### PROBLEM DESCRIPTION
Repeat exactly, and only, the lines of the entries below from the one with "Target: yellow tent strap" through the one with "Tag the mouse", both ends included.
───── RECORDS FOR THIS TASK
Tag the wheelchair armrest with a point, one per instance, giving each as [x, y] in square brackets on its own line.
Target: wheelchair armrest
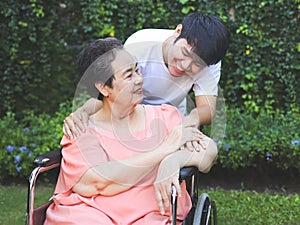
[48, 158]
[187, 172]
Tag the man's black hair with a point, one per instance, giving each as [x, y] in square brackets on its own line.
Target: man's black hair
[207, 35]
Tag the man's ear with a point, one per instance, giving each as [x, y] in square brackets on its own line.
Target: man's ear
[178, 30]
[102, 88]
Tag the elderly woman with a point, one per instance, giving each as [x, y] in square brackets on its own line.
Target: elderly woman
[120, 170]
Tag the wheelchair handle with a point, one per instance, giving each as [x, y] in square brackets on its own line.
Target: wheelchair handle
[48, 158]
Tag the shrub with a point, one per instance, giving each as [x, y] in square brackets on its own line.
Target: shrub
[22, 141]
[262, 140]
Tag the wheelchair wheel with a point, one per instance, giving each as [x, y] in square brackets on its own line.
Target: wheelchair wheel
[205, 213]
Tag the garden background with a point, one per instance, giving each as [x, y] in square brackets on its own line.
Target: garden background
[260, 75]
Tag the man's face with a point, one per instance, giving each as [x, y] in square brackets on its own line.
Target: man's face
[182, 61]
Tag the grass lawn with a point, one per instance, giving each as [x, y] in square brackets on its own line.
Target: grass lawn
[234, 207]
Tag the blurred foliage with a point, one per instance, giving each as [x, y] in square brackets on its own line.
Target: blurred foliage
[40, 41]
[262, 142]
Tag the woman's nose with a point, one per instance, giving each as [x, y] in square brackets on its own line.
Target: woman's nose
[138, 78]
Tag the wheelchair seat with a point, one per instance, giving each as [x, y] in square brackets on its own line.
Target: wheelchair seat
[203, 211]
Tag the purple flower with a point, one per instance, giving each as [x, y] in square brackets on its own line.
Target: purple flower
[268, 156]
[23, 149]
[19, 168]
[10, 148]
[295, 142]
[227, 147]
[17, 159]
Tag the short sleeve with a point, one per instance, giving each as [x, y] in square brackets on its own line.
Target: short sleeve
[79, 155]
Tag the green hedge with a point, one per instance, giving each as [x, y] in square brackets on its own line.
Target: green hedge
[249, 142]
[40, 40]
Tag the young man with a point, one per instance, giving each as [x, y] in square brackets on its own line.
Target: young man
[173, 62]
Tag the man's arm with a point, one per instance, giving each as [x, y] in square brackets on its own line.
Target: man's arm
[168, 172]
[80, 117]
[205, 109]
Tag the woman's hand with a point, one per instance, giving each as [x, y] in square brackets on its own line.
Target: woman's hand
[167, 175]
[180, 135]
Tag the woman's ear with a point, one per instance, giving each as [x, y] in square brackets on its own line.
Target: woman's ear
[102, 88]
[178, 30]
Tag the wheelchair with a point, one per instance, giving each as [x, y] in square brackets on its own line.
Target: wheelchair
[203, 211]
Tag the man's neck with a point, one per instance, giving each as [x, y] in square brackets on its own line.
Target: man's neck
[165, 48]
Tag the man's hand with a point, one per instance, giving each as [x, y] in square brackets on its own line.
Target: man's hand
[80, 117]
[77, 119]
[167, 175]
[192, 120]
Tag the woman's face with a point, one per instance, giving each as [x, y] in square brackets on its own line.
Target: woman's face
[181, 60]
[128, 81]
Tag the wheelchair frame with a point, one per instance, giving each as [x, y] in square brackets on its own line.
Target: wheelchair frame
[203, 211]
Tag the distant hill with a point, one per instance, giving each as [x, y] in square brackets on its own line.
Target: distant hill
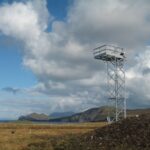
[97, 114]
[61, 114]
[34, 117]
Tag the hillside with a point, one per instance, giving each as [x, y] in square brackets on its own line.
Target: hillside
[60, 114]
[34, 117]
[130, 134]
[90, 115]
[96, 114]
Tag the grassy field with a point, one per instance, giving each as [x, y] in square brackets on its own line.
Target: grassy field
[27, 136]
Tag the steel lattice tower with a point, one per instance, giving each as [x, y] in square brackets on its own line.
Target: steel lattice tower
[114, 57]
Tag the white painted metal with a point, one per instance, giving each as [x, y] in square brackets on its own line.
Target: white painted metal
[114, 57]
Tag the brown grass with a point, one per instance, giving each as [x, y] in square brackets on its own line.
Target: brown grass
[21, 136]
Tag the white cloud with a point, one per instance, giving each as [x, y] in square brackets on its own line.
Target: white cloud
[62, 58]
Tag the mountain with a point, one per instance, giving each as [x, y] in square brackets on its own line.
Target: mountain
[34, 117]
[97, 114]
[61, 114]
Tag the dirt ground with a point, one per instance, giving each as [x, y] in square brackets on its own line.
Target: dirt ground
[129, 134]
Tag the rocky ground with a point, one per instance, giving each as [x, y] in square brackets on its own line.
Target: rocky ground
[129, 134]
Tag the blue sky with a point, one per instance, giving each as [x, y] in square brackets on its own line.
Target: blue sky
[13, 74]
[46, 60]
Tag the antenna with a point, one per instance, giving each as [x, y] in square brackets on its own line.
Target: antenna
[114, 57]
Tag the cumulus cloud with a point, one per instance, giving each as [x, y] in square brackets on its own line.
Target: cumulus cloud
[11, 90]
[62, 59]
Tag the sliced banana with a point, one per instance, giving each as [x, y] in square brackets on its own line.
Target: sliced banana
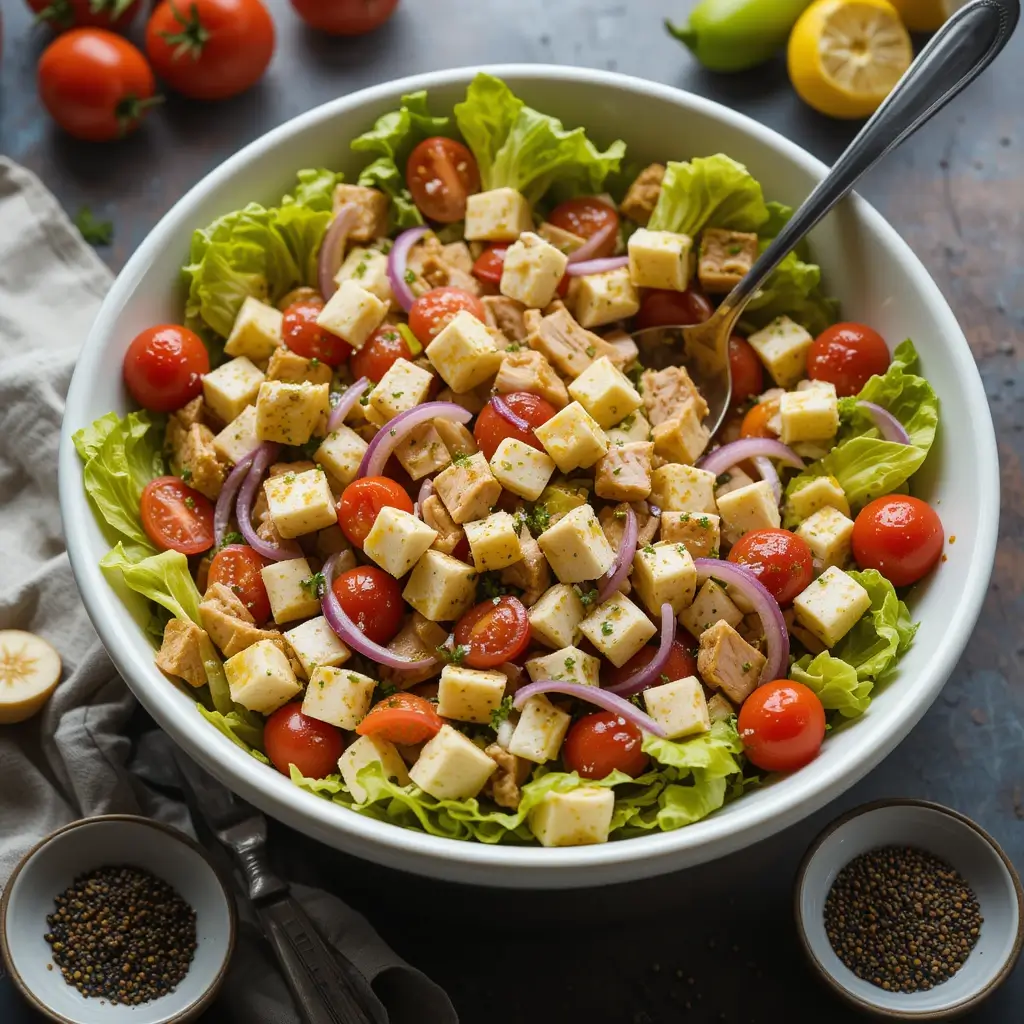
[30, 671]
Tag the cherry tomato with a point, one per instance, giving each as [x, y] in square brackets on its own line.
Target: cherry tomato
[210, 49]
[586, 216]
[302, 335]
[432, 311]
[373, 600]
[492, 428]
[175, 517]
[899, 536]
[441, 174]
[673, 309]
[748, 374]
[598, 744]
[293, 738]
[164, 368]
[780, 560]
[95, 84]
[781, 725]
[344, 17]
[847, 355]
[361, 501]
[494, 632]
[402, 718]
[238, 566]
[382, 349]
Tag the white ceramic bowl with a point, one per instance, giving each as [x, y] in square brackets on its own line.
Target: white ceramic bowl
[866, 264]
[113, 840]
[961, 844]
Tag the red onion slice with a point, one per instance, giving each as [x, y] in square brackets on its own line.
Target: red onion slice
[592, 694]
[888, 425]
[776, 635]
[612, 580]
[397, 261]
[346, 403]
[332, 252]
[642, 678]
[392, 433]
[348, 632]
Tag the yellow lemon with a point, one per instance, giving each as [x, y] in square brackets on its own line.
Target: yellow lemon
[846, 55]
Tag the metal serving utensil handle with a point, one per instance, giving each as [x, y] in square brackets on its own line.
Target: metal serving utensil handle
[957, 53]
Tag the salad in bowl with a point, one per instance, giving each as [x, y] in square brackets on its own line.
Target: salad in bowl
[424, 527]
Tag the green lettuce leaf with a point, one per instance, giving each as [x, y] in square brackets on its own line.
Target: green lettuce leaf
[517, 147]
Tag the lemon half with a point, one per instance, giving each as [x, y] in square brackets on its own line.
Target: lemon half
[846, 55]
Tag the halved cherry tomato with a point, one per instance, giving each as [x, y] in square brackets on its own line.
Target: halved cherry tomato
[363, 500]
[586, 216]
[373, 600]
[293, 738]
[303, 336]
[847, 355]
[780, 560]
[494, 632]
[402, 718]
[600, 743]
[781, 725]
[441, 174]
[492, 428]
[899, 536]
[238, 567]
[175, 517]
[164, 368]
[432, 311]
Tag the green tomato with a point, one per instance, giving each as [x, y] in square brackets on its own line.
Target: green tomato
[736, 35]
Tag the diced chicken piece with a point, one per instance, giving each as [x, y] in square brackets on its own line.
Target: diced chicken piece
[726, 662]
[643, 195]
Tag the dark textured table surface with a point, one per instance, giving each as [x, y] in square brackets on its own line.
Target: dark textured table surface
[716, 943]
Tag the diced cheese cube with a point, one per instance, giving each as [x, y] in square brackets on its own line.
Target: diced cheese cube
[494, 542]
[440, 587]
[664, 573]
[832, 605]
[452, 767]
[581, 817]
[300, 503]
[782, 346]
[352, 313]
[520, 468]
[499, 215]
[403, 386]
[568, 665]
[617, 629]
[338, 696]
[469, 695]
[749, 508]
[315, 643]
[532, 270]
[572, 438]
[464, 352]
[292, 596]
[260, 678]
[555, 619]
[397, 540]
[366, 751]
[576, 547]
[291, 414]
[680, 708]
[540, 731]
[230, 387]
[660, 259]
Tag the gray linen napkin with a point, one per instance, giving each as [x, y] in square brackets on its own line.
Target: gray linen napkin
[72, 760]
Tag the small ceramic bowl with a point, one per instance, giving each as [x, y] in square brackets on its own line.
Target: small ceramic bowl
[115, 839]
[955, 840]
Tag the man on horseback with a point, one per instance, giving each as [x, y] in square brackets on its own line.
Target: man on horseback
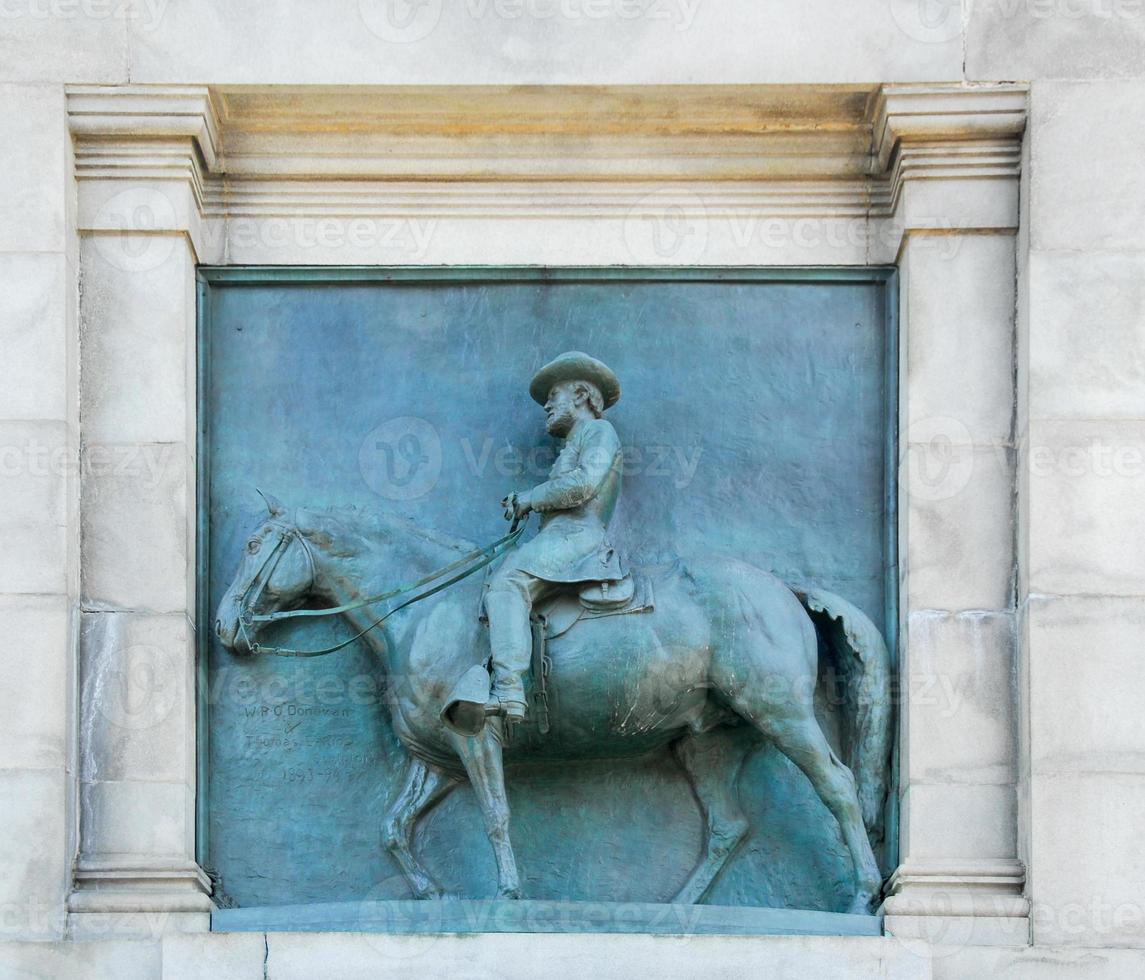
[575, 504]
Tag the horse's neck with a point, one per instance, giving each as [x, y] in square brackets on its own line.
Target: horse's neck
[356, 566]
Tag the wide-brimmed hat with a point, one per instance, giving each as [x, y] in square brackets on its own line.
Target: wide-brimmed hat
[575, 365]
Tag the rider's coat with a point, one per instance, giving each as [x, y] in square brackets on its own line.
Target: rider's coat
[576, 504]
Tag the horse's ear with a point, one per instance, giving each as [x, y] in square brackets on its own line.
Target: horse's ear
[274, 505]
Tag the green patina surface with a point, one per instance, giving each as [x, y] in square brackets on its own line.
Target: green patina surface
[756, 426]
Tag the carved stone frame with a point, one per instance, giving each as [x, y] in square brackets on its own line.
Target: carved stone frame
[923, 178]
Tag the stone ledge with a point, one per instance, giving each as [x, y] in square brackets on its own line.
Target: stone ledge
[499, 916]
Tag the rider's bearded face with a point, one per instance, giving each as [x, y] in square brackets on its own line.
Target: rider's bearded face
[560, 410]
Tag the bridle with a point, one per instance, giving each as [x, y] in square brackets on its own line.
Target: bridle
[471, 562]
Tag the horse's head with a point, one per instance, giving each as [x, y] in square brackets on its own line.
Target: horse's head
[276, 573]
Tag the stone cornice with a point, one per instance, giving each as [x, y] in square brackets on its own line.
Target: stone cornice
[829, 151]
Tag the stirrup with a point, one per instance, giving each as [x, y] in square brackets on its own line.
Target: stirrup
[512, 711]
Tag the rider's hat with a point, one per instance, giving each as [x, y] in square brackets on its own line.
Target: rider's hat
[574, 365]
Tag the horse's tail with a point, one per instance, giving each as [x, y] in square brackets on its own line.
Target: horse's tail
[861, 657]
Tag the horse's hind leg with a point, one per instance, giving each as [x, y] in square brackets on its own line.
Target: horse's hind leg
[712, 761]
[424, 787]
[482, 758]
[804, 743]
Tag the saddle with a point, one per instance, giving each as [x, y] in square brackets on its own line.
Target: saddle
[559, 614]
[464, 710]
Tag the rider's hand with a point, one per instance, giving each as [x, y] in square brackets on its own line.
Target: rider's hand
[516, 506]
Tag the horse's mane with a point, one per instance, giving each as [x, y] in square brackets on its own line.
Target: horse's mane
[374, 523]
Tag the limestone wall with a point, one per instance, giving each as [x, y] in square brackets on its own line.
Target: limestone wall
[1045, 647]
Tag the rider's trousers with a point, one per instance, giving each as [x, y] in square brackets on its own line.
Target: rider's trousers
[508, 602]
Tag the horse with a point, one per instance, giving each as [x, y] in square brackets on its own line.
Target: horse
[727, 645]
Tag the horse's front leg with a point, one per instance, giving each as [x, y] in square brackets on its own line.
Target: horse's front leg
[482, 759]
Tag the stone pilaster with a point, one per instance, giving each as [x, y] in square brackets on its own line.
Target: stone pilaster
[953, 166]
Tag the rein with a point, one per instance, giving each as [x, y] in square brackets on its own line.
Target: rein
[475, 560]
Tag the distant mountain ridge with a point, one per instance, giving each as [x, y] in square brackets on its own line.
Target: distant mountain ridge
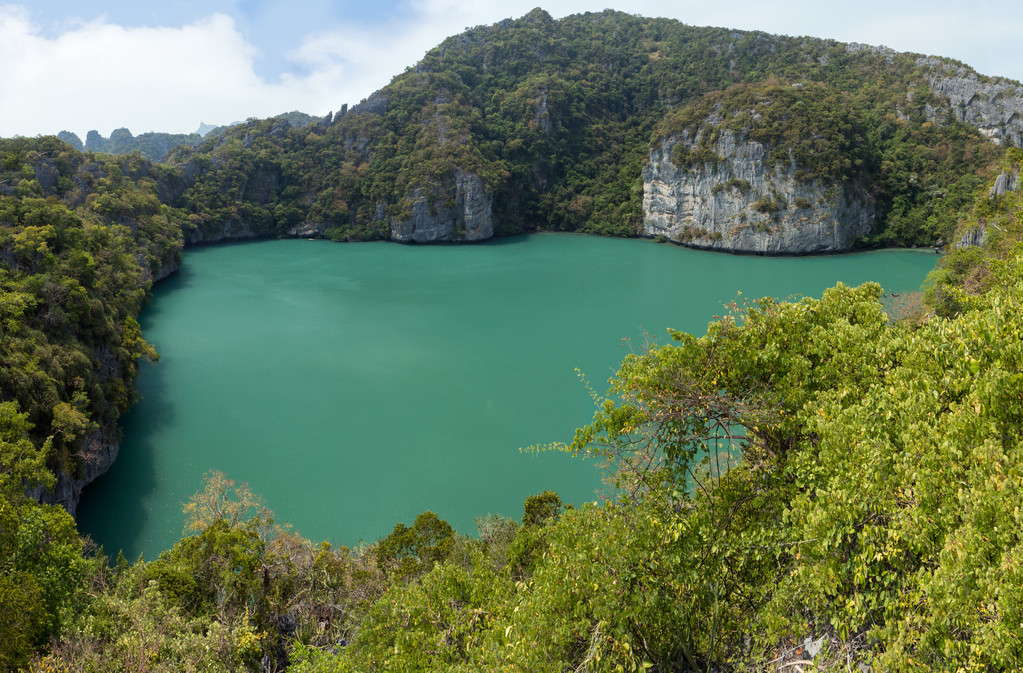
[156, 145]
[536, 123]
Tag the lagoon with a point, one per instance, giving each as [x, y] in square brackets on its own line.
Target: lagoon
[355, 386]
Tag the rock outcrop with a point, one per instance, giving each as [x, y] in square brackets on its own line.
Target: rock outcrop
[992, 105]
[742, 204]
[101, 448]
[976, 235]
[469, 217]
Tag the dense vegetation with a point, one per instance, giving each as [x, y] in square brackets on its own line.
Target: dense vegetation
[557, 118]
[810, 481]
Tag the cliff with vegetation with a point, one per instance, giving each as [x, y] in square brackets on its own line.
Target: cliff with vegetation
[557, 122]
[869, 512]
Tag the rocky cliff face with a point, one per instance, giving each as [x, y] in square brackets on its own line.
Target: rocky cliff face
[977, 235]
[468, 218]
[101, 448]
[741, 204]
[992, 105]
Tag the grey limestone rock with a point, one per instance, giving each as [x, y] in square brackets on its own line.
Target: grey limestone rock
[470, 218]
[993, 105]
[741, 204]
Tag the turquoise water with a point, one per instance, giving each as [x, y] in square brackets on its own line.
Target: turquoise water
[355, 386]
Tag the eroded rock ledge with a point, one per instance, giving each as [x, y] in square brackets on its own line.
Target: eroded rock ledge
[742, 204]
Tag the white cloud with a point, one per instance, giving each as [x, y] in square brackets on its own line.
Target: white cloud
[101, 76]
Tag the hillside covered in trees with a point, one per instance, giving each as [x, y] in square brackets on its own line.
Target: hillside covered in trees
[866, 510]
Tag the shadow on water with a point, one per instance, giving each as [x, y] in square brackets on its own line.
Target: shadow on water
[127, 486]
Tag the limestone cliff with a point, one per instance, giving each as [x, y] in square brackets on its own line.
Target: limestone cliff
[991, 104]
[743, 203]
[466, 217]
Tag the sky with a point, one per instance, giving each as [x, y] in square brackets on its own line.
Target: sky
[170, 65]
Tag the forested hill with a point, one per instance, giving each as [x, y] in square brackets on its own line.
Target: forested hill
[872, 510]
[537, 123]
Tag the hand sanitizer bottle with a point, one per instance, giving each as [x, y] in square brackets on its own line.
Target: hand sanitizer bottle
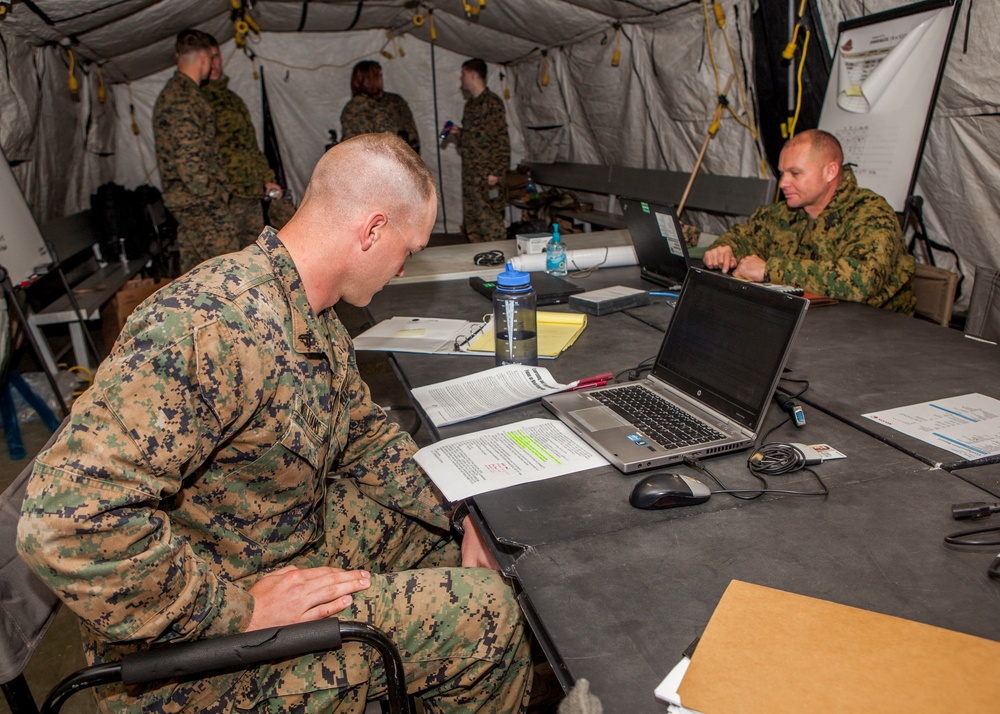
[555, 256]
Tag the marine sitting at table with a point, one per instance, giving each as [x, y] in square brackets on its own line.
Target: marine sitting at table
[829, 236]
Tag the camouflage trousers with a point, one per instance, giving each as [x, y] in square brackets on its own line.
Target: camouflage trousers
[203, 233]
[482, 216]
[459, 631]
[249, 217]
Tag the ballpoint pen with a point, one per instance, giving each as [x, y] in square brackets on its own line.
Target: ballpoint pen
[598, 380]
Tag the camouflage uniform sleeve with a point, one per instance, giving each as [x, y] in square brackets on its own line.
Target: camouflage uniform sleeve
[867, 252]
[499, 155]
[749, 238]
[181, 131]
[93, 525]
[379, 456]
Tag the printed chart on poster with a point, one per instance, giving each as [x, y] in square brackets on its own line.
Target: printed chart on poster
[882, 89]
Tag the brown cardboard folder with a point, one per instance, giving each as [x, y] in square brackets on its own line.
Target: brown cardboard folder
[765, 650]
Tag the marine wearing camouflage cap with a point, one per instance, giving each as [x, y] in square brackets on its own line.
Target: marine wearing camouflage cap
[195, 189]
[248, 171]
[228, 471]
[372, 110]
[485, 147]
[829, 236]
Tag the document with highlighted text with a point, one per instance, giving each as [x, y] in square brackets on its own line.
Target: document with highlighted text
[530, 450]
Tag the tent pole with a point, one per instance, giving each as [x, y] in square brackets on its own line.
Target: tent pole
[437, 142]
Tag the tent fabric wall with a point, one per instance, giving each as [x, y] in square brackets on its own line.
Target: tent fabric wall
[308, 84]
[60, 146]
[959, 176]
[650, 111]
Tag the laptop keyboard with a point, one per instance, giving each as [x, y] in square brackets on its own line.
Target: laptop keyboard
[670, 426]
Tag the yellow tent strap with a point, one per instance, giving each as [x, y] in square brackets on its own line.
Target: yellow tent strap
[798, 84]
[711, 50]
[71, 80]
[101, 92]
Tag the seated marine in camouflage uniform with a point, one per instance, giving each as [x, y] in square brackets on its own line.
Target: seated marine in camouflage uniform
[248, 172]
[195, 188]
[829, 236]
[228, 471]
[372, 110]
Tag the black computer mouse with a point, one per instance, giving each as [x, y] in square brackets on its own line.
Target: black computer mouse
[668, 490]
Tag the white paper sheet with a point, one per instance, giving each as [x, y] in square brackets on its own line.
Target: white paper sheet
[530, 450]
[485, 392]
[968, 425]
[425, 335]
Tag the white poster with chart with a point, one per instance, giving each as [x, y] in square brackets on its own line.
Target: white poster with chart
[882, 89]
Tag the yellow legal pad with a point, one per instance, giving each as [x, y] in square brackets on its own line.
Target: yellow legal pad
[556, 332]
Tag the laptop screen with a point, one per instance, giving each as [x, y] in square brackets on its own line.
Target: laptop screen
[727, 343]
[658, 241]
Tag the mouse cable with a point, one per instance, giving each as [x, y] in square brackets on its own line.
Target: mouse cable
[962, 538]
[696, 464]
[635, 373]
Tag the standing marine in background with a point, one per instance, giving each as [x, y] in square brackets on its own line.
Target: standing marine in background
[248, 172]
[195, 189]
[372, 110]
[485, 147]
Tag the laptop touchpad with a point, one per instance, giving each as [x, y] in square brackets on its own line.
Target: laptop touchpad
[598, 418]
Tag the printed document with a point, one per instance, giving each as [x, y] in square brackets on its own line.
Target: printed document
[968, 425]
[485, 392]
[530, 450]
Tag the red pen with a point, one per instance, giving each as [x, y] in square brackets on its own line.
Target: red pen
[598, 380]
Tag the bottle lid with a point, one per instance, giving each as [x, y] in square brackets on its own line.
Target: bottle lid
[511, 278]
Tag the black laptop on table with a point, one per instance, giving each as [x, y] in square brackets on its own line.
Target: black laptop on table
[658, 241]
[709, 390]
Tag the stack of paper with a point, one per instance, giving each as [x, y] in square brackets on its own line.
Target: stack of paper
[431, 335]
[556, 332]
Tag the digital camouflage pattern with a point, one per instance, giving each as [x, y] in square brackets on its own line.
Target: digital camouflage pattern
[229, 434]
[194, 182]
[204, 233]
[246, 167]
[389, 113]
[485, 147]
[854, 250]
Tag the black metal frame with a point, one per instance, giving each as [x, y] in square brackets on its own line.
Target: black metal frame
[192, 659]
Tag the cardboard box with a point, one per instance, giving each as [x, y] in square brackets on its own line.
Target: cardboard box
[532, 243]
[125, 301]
──────────
### WRITTEN ANSWER
Target: yellow tent strap
[798, 84]
[711, 50]
[71, 80]
[101, 92]
Tag the seated marine in camouflage uniform with a point, one per instance, giving each as [x, y] in square brackets on its own line.
Target: seated marine in camouflage uniform
[248, 172]
[195, 188]
[829, 236]
[228, 471]
[372, 110]
Tag the black computer mouse with a point, one per instance, giving each as [x, y] in square brackets on its own line.
Target: black computer mouse
[668, 490]
Tag the white paper sheet with a point, one per instance, giving each as [x, y] in square brackets on its own line.
Target: white paper sheet
[530, 450]
[485, 392]
[968, 425]
[425, 335]
Tag the white poster with chart with a point, one per instance, giving each as [x, y] in square brackets on its own line.
Target: white poster with chart
[882, 89]
Tag the yellow legal pad with a point, one per instance, giving each as [x, y] in square brackets on its own line.
Target: yellow legal pad
[556, 332]
Tag the laptop screen with a point, one per instance, giving each as [x, y] in square brackets on its own line.
Target: laptop screen
[727, 343]
[658, 241]
Tag the mouse cable with a point, one per instance, giving each as [x, y] in square brackets on its own line.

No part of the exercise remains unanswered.